----- Belge alıntısı -----

كَان ’nin haberi isminin içine karışır ve adeta onun mahiyetinden bir cüz olur. (Muhammed Ebu Musa, Hâ-Mîm Sureleri Belâgî Tefsiri 5, Duhan, s. 124)
الْمُكَذِّب۪ينَ ve onun sıfatı olan الضَّٓالّ۪ينَۙ , ism-i fail vezninde gelerek bu özelliğin istimrar ve istikrarına işaret etmiştir.
İsim cümlesindeki ism-i fail istimrar ifade eder. (Fatma Serap Karamollaoğlu, Kur'an Işığında Belâgat Dersleri Meânî İlmi)
İsm-i fail sübuta, istikrara ve sıfatın mevsûfa olan bağlılığına delalet eder. (Halidî, Vakafat, s. 80)
Sıfat, mevsûfunun sahip olduğu bir özelliğe işaret etmek için yapılan tetmim ıtnâbı sanatıdır.

----- Satırlardan alıntılar -----

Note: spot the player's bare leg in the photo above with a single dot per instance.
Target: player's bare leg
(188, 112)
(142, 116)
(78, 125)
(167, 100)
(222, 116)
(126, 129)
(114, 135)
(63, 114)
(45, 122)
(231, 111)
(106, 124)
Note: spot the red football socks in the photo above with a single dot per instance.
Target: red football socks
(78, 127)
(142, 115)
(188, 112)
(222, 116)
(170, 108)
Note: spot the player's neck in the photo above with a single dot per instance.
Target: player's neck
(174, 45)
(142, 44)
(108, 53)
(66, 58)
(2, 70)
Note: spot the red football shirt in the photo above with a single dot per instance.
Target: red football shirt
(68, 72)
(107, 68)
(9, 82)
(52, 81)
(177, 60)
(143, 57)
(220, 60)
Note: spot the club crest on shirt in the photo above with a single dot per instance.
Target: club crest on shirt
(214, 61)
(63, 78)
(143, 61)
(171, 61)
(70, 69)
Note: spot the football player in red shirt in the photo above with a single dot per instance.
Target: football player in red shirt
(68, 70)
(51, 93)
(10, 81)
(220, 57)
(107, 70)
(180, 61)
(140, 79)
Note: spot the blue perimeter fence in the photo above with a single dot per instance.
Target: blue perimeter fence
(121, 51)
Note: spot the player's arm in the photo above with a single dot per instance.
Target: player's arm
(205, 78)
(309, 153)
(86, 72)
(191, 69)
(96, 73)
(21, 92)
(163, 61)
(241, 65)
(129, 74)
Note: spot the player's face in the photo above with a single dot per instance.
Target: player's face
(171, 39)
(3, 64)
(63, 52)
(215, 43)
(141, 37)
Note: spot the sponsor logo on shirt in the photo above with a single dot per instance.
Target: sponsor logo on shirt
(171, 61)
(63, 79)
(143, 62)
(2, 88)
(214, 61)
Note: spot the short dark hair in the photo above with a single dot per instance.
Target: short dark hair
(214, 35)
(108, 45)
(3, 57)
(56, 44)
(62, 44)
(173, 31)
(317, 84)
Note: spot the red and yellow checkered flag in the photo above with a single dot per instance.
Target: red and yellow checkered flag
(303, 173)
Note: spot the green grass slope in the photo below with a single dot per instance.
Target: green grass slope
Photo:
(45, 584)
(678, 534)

-----
----- Satırlardan alıntılar -----

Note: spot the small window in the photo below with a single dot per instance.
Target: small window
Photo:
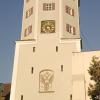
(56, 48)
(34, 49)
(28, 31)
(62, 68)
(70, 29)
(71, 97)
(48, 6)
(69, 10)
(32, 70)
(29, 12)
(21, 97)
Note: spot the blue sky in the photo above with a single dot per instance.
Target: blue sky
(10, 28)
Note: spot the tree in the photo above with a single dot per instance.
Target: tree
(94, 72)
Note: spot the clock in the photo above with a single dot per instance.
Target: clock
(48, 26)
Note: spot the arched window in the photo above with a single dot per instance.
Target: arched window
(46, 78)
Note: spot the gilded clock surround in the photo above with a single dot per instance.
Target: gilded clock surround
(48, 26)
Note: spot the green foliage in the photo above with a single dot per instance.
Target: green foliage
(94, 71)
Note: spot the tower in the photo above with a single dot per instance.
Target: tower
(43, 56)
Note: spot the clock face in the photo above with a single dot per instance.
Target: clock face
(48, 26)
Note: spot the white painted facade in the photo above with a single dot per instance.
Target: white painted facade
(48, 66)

-----

## Görevin
Belge alıntısına göre isim cümlesindeki ism-i fail ne ifade eder? Bu satırların belge alıntısıyla hiçbir ilgisi yok.

## Çözüm
İstimrar ifade eder.